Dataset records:
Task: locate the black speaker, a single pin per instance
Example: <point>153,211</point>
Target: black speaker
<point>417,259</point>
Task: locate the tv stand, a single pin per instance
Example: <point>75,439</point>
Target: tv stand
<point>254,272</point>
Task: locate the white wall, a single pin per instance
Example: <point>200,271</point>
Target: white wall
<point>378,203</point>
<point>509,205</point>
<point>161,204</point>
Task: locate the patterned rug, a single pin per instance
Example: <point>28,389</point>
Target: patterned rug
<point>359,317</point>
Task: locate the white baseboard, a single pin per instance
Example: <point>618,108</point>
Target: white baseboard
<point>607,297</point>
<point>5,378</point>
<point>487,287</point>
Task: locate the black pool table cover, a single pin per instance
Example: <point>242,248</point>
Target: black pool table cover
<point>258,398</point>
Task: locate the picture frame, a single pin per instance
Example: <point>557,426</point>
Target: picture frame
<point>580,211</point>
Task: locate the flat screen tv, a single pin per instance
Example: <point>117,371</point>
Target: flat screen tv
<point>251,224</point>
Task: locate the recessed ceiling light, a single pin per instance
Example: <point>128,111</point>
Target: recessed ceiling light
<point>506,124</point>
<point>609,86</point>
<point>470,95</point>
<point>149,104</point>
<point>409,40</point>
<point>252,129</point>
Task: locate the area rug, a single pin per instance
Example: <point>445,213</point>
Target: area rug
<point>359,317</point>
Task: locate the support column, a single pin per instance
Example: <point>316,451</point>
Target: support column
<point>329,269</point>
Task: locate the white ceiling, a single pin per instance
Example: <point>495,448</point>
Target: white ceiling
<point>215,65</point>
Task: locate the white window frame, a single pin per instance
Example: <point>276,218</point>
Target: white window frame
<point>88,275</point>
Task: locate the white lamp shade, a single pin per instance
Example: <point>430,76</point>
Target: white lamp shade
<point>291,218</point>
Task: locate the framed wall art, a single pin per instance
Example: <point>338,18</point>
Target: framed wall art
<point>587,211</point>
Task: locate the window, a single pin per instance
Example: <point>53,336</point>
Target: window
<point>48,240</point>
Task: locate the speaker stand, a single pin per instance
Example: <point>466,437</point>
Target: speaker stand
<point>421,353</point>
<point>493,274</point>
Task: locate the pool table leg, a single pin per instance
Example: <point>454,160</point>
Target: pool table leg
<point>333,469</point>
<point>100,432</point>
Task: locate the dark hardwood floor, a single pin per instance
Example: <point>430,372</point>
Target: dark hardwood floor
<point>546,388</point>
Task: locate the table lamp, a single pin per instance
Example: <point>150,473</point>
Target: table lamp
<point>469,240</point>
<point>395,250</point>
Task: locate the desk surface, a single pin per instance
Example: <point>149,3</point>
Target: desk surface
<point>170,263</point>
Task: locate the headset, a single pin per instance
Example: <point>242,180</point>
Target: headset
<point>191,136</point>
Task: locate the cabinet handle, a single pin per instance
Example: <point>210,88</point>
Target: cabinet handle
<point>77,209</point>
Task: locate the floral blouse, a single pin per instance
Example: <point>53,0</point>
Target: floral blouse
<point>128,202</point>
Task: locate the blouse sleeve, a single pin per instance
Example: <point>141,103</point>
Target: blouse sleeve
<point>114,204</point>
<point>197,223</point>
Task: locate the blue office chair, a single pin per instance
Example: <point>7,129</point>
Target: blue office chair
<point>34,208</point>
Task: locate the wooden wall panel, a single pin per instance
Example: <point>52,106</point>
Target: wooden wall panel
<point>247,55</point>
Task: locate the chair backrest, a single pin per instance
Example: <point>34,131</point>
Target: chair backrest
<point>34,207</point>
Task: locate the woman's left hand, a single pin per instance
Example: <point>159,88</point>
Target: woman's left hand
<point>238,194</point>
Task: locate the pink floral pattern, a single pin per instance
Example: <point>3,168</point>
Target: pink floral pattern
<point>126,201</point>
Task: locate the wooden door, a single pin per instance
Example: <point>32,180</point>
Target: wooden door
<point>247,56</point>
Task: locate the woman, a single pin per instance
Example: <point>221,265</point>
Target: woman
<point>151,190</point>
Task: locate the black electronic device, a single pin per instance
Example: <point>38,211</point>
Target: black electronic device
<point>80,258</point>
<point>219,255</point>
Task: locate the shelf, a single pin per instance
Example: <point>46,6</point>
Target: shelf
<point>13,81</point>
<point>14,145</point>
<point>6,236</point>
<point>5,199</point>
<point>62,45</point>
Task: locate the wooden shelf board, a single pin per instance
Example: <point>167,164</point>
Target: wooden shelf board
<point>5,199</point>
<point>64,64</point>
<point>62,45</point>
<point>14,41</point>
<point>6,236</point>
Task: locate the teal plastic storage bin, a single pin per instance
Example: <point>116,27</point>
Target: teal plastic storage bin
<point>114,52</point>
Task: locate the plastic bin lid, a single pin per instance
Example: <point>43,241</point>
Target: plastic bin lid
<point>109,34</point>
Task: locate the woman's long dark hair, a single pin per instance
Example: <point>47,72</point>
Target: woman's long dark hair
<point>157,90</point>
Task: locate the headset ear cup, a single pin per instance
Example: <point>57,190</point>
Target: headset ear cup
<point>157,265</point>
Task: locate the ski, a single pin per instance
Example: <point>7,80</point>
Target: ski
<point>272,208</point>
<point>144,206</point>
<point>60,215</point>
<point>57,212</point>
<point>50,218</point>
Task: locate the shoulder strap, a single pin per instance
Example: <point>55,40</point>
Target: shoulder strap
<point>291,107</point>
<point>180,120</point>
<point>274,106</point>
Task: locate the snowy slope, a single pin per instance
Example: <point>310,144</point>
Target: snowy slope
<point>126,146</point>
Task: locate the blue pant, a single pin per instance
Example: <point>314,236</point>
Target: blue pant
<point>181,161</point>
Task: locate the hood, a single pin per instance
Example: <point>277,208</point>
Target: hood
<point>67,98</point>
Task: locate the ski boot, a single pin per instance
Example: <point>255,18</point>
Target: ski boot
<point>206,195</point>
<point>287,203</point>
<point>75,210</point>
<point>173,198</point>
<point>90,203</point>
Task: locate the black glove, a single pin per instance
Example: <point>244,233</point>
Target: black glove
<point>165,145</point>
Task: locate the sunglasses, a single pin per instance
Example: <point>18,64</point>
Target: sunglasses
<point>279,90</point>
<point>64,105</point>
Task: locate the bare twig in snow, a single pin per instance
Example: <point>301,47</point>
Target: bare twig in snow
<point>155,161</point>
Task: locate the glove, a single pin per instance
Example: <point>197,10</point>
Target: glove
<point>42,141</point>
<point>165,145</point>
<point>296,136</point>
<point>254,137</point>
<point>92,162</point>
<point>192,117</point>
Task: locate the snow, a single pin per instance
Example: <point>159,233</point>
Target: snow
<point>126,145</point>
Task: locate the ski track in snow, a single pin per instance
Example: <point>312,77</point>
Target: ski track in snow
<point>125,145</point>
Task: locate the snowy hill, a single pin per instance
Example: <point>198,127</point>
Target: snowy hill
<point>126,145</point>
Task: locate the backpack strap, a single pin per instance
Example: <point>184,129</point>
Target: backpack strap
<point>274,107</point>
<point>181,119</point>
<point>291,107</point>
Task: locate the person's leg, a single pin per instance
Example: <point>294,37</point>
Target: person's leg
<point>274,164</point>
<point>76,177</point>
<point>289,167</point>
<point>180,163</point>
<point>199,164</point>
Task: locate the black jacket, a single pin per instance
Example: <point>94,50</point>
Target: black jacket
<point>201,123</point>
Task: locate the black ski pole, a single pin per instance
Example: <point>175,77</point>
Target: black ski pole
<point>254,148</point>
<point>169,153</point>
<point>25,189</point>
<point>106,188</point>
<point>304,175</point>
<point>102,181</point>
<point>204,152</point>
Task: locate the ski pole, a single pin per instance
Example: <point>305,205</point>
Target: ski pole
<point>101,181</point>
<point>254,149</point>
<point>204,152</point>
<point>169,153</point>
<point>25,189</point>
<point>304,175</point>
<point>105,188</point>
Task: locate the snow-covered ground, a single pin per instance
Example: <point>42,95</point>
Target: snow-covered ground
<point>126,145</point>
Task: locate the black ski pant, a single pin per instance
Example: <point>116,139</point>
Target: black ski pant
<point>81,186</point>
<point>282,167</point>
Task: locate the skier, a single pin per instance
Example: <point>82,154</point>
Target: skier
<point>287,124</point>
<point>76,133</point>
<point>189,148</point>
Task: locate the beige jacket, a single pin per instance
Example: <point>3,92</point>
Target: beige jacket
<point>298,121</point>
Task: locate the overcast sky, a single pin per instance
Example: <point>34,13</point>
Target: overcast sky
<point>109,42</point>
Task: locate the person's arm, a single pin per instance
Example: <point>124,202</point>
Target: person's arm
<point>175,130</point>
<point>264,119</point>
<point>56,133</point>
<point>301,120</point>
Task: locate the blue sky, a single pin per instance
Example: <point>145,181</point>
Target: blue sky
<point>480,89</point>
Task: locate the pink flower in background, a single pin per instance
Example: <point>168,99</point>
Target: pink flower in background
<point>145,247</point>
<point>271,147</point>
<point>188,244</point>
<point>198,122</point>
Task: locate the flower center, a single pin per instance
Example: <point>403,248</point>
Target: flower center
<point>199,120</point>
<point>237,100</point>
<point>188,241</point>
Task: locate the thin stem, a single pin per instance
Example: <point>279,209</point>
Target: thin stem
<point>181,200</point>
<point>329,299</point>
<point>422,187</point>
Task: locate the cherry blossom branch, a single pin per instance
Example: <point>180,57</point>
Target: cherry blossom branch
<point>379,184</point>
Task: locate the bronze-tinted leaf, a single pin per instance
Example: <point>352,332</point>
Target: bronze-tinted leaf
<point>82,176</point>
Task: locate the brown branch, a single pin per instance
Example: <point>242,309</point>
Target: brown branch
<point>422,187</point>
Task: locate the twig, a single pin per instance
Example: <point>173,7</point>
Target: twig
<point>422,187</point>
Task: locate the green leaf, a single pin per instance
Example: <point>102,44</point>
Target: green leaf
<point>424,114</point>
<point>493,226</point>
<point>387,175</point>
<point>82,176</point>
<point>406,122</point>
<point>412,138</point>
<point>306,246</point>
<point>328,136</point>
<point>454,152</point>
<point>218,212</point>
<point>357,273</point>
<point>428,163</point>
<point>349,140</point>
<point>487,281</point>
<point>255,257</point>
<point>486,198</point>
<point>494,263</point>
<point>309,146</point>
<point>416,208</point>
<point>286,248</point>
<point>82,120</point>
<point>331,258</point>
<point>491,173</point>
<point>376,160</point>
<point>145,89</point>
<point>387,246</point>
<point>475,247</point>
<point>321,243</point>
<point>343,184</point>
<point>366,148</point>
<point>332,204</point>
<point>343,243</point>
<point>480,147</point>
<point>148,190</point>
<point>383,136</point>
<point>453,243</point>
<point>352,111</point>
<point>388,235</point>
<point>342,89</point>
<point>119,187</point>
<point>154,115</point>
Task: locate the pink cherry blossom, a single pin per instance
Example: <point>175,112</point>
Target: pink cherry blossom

▶ [Exercise details] Within the data above, the lines from the one with "Target: blue pant" to the one with "Example: <point>301,47</point>" must be repeated exactly; no other line belongs in the answer.

▶ [Output of the exercise]
Target: blue pant
<point>181,161</point>
Task: locate the hood, a single pin per instance
Example: <point>277,208</point>
Target: hood
<point>67,98</point>
Task: locate the ski boot, a single pin per instance
Example: <point>255,18</point>
Target: ski boot
<point>206,195</point>
<point>287,203</point>
<point>75,210</point>
<point>173,198</point>
<point>90,203</point>
Task: locate the black glove, a single pin per instance
Example: <point>244,233</point>
Target: black glove
<point>165,145</point>
Task: locate the sunglasses, a single pin per instance
Example: <point>18,64</point>
Target: sunglasses
<point>279,90</point>
<point>64,105</point>
Task: locate the bare twig in snow, a single pin per instance
Example: <point>301,47</point>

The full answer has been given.